• CONSIGNES
a – Traduisez en anglais la phrase suivante, tirée du texte fourni : « Le pays se dépeuple et s’appauvrit ; la campagne se change en désert dans maints endroits. »
b – D’après le texte fourni, quelle part de la population les famines enlèvent-elles ?

• TEXTE FOURNI
-=-=-
Enfin, là où une armée dont tous les officiers sont Anglais a remplacé les troupes indigènes, que deviendront les gentilshommes, les grands ? Leurs propriétés sont des fiefs militaires ; ils ne peuvent, sans honte, congédier cet entourage nombreux, composé généralement de serviteurs nés dans la famille. La classe intermédiaire, détruite depuis long-temps par le fait de la féodalité renaîtra-t-elle ? L’industrie locale rivalisera-t-elle avec l’industrie anglaise ? Le cultivateur est-il encouragé à se prémunir par un travail plus assidu contre ces famines qui enlèvent un vingtième de la population ? Le pays se dépeuple et s’appauvrit ; la campagne se change en désert dans maints endroits. À mesure cependant que la contrée perd de ses ressources, les besoins de la compagnie deviennent croissans ; en sera-t-elle donc réduite un jour à nourrir elle-même ces peuples qui l’ont enrichie, qui, pour elle ou par sa faute, se trouveront dépouillés de leur dernière pièce d’argent ?
-=-=-
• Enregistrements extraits
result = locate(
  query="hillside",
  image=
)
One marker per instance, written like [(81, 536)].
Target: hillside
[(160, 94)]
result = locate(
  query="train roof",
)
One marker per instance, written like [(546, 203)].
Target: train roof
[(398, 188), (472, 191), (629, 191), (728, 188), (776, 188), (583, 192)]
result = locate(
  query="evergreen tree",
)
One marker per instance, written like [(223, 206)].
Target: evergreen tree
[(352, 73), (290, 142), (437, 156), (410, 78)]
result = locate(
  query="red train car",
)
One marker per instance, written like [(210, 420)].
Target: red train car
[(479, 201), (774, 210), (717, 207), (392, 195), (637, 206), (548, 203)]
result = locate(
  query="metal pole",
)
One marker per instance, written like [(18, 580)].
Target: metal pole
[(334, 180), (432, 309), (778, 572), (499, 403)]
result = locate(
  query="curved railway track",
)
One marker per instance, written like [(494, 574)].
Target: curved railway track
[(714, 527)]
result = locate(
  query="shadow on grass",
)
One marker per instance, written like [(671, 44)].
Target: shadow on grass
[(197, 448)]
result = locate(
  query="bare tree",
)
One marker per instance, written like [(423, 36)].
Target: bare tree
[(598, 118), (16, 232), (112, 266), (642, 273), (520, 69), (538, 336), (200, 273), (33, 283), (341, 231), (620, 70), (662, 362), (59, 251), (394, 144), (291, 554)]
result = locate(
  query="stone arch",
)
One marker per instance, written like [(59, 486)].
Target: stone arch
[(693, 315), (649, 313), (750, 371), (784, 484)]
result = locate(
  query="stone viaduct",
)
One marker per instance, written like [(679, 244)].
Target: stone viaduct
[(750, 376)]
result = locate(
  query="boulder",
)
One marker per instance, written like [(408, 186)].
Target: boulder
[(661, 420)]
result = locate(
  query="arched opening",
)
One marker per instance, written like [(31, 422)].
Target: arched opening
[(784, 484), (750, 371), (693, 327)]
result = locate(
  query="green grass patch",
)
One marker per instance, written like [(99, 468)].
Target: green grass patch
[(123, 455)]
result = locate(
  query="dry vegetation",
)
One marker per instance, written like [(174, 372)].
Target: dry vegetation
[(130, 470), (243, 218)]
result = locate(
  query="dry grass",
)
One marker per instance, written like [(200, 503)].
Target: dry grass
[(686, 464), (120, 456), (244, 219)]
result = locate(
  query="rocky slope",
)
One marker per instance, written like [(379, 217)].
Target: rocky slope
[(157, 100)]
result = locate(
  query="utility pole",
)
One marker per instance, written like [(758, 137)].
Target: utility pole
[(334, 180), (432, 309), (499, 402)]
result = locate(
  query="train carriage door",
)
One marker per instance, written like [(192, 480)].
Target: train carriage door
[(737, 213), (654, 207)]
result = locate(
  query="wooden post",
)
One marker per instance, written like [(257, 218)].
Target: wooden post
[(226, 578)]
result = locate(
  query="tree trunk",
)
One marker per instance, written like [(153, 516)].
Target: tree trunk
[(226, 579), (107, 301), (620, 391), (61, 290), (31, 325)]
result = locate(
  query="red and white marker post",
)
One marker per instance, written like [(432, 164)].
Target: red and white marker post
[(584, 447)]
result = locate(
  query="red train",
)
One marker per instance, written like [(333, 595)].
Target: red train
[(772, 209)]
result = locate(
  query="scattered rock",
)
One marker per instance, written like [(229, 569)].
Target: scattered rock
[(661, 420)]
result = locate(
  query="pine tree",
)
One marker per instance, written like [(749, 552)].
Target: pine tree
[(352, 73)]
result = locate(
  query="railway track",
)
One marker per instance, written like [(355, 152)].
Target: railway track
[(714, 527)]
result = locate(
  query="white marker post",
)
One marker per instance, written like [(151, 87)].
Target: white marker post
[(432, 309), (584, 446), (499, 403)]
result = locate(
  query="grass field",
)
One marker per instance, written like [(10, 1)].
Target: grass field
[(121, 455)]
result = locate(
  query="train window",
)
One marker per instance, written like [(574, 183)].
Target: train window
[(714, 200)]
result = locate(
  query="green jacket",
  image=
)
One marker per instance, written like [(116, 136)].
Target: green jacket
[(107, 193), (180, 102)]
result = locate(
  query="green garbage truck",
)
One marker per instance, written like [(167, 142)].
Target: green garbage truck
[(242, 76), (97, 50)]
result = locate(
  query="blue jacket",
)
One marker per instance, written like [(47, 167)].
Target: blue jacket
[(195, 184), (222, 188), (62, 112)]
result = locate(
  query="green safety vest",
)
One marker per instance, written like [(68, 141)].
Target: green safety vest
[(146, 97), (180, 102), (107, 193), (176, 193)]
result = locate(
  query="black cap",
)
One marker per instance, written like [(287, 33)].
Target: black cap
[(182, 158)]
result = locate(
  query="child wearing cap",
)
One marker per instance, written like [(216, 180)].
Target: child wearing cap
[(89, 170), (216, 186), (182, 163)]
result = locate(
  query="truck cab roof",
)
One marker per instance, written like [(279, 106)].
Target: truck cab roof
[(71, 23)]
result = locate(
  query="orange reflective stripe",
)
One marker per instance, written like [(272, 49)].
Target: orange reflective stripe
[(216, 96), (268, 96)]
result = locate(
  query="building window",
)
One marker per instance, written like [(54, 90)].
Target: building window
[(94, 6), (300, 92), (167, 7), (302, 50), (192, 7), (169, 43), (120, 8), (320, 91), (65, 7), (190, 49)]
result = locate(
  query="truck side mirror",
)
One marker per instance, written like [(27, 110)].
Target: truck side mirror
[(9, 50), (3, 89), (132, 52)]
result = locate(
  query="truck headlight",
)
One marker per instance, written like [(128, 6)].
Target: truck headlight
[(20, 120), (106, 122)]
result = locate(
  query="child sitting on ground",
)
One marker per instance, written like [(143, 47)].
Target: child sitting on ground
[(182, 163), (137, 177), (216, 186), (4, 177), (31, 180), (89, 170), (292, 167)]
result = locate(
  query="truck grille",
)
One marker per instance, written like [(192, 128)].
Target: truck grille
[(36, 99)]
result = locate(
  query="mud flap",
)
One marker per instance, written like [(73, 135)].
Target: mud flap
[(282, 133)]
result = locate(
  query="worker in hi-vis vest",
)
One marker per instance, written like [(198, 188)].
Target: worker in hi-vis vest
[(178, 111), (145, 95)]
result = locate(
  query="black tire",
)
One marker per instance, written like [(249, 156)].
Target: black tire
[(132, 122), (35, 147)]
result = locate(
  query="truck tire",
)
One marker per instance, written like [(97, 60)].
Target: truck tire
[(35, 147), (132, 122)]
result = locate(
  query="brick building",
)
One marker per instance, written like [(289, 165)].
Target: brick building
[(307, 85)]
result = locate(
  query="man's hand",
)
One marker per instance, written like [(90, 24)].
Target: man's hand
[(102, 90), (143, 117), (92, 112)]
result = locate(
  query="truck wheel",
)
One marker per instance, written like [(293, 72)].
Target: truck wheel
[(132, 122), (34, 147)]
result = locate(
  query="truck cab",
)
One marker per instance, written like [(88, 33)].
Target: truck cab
-=-=-
• RÉPONSES
a – The country is becoming depopulated and impoverished; in many places the countryside is turning into desert.

b – Un vingtième de la population.